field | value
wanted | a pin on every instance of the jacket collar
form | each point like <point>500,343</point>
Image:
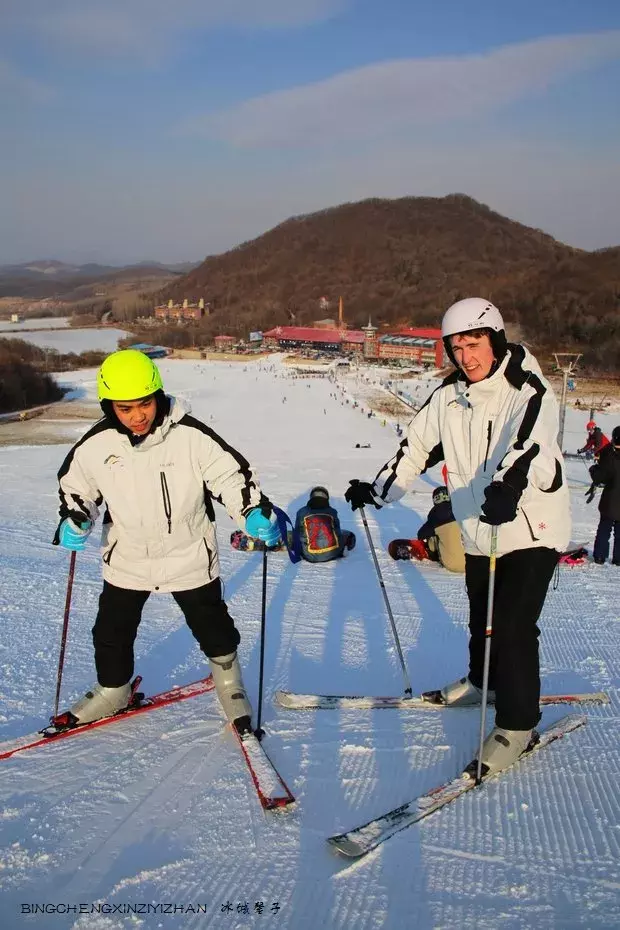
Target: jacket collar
<point>480,392</point>
<point>177,409</point>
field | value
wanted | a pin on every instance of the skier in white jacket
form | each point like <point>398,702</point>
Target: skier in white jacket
<point>155,470</point>
<point>494,422</point>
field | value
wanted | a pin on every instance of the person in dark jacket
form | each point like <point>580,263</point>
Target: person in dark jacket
<point>607,473</point>
<point>321,536</point>
<point>439,539</point>
<point>596,441</point>
<point>442,534</point>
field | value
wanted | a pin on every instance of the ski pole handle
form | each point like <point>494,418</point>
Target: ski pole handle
<point>65,628</point>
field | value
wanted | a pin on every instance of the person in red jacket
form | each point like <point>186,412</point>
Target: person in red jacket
<point>596,441</point>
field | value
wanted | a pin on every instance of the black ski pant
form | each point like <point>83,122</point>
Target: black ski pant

◇ ◇ ◇

## YOUR INSTRUCTIONS
Only the pictures are dropped. Otherwise, write out the listing exactly.

## WRITTEN ANSWER
field | value
wanted | a pin on every instance of the jacket collar
form | each point like <point>500,343</point>
Image:
Target: jacket collar
<point>480,392</point>
<point>177,409</point>
field | value
wanted | a pin on every instance of the skier in white jacket
form | each point like <point>398,702</point>
Target: skier in white jacket
<point>155,470</point>
<point>494,422</point>
field | value
wanted | a pin on every instance of the person in dark jacket
form | each point like <point>580,263</point>
Target: person in dark jacket
<point>607,473</point>
<point>321,536</point>
<point>439,539</point>
<point>596,441</point>
<point>442,534</point>
field | value
wanted | a pin on every instance of the ski pole handle
form | each point like <point>494,418</point>
Target: ski pole handle
<point>65,628</point>
field | value
wanted | a pin on every instance of the person in red jacket
form | each point like <point>186,412</point>
Target: person in red jacket
<point>596,441</point>
field | value
wanted | a pin on every instance of the black ski pant
form | each point like <point>83,122</point>
Target: black ski pant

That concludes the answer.